Material provided
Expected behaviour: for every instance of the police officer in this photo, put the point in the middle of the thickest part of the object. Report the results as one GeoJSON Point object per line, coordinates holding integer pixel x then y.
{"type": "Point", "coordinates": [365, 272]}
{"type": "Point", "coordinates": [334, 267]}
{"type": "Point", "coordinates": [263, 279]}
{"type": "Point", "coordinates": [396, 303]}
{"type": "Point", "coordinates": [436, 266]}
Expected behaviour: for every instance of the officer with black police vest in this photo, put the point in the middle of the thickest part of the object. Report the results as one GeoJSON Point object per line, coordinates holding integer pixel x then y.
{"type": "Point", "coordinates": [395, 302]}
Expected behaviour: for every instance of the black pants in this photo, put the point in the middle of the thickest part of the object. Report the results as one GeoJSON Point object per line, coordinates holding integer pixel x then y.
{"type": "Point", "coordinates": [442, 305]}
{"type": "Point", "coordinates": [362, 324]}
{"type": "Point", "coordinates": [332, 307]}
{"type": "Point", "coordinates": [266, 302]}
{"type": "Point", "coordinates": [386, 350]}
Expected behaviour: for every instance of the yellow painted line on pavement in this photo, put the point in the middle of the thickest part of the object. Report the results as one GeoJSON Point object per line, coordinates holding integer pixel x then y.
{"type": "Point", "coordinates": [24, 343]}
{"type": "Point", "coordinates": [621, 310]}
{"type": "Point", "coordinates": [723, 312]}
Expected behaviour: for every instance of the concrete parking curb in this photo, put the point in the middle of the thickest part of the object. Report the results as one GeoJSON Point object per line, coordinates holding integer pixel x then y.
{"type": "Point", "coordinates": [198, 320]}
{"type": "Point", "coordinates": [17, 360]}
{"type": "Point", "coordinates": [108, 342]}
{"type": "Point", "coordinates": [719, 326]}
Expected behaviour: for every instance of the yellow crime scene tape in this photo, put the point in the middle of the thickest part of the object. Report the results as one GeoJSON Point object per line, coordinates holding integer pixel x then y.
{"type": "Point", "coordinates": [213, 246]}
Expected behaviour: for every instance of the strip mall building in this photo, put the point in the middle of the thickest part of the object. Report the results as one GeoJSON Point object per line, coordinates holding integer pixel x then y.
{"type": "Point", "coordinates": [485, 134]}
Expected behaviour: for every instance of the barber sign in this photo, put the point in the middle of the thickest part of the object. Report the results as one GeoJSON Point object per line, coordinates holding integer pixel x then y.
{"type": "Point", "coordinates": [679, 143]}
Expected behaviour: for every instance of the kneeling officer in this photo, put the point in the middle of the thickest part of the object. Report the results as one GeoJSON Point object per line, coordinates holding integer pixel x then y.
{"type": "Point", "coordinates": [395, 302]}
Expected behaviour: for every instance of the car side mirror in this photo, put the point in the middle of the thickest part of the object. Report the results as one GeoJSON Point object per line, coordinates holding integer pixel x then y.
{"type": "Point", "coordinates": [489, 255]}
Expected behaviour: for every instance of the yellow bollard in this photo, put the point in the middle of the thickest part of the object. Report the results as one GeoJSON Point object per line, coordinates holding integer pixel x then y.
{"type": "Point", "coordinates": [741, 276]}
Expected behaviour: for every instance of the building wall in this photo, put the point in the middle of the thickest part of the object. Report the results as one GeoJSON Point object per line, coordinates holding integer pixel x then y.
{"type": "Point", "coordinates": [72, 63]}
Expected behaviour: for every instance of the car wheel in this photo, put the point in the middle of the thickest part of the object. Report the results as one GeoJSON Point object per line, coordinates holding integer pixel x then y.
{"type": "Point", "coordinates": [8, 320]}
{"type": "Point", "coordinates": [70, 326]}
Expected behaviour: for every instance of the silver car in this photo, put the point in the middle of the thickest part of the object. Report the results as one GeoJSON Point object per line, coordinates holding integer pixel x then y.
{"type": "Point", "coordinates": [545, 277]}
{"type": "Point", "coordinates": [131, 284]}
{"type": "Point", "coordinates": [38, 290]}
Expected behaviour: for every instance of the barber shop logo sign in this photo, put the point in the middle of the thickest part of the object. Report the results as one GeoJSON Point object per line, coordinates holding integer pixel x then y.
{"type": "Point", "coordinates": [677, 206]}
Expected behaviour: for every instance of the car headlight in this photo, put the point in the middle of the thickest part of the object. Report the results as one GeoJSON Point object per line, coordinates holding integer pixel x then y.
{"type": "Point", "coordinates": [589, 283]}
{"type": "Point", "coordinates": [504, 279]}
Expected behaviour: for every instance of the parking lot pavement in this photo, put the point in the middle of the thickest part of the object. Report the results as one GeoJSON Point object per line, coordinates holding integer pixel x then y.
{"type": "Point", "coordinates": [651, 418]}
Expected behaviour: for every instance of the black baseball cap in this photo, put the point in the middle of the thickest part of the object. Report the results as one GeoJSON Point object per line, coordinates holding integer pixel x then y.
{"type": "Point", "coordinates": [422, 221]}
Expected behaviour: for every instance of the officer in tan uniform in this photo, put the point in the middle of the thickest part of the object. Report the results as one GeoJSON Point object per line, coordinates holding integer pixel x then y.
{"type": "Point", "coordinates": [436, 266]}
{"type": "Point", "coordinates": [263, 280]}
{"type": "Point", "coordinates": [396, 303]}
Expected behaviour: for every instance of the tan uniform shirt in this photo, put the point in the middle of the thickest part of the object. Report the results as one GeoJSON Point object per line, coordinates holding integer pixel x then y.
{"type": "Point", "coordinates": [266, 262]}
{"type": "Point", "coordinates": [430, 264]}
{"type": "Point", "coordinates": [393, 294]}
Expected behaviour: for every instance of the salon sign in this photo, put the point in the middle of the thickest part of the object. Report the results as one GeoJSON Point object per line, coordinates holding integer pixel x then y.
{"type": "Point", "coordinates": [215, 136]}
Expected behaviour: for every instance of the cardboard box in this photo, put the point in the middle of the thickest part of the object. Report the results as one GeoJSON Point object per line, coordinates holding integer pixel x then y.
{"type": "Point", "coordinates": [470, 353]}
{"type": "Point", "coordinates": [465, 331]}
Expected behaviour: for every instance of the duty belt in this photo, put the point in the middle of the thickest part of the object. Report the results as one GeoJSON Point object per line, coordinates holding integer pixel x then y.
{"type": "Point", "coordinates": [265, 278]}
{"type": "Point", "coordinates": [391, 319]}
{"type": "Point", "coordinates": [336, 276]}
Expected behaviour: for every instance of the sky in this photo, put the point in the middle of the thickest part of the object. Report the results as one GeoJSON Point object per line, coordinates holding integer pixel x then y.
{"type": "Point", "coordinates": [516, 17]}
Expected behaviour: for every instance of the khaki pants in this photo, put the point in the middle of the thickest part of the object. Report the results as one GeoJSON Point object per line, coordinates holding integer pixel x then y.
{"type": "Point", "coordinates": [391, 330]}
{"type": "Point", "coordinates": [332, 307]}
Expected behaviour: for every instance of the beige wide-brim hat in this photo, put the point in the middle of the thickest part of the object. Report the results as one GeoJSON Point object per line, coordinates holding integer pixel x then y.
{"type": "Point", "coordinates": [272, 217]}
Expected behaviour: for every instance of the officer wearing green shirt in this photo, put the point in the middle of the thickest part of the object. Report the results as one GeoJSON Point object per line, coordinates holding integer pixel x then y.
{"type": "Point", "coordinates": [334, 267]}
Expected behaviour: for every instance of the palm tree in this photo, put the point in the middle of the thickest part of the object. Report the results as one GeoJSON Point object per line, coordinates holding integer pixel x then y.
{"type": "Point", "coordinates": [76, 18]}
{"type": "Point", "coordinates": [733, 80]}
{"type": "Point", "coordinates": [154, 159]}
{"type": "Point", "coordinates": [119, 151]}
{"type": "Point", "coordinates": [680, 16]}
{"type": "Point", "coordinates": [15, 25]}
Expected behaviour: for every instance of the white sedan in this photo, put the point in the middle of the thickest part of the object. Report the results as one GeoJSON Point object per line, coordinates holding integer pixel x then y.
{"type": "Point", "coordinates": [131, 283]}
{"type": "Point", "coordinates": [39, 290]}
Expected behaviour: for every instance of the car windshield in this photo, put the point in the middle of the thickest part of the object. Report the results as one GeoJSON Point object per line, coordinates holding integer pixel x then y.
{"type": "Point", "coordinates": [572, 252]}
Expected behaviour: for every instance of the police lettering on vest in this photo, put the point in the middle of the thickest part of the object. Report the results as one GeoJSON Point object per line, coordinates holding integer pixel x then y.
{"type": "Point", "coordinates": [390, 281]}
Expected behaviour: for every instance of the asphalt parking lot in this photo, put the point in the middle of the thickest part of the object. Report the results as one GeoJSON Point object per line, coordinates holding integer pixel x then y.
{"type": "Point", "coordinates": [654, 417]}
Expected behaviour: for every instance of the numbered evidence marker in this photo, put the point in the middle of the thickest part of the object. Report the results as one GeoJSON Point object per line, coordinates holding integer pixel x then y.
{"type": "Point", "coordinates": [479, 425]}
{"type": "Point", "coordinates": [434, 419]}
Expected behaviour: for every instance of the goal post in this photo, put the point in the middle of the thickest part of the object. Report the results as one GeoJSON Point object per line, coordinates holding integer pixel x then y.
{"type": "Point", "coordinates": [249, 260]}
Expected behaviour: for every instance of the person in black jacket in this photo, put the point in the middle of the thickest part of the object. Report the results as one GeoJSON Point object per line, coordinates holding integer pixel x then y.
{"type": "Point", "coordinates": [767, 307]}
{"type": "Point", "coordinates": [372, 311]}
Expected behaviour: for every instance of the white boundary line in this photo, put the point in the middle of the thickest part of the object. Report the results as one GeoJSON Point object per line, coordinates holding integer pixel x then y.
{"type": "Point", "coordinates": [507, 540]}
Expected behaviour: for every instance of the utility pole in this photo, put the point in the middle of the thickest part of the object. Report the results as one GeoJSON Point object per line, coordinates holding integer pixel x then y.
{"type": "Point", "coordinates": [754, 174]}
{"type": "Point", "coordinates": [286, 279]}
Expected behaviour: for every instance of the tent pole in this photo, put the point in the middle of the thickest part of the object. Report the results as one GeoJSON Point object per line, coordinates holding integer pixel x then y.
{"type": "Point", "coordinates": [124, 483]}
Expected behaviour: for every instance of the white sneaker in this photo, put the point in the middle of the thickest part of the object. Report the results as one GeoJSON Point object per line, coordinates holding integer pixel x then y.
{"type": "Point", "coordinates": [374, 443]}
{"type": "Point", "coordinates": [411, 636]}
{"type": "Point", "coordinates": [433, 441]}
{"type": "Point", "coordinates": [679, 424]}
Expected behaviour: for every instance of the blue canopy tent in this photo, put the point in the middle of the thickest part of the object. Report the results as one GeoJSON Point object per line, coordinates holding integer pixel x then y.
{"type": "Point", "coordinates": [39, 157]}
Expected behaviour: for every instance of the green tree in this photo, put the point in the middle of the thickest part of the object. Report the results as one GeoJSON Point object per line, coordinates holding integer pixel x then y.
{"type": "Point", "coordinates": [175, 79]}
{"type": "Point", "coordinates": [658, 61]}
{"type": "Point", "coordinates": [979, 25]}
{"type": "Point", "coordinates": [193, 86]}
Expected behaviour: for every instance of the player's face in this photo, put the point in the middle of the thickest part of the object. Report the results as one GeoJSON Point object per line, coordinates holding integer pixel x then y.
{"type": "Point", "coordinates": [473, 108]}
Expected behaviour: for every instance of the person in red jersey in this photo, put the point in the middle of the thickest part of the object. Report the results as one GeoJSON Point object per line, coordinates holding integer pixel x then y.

Given problem
Reproduce precisely the span of lines that begins at the line containing "Expected behaviour: for every instance of the utility" and ends with the last line of the listing.

Full answer
Expected behaviour: for every instance of the utility pole in this photo, put the point in the middle of the thickest part of the object. Report the results as one GeoJSON Point object per line, coordinates holding integer pixel x then y.
{"type": "Point", "coordinates": [754, 174]}
{"type": "Point", "coordinates": [286, 279]}
Expected behaviour: for every instance of the tent pole in this photo, put the point in the middle of the thickest part of the object. Report the results as one GeoJSON Point object per line, coordinates holding integer pixel x then y.
{"type": "Point", "coordinates": [124, 483]}
Expected behaviour: for every instance of the white sneaker in this photo, put the point in the middle of the thickest part of the object. Report the results as one GeoJSON Point object per line, coordinates holding integer pixel x then y.
{"type": "Point", "coordinates": [374, 443]}
{"type": "Point", "coordinates": [411, 636]}
{"type": "Point", "coordinates": [433, 441]}
{"type": "Point", "coordinates": [679, 424]}
Expected behaviour: for every instance of the blue canopy tent in this photo, put the point in the middle of the thickest part of the object. Report the results as one GeoJSON Point object per line, coordinates holding integer pixel x then y.
{"type": "Point", "coordinates": [39, 157]}
Expected behaviour: for every instance of the green tree in this photo, put the point in the middle of the thickest part of the object. Report the results as one GeoJSON Point object per line, coordinates holding integer pixel x then y.
{"type": "Point", "coordinates": [175, 79]}
{"type": "Point", "coordinates": [658, 61]}
{"type": "Point", "coordinates": [979, 25]}
{"type": "Point", "coordinates": [193, 86]}
Expected behaviour: for every instance of the player's face in this photo, put the point in the middle of the thickest part of the object. Report the results as one GeoJSON Point object per line, coordinates holding integer pixel x then y.
{"type": "Point", "coordinates": [473, 108]}
Expected behaviour: for every instance of the person in red jersey in this photo, put the point in the middle of the thickest part of the object. Report the results as one GeoJSON Point object per line, coordinates holding integer pixel x then y.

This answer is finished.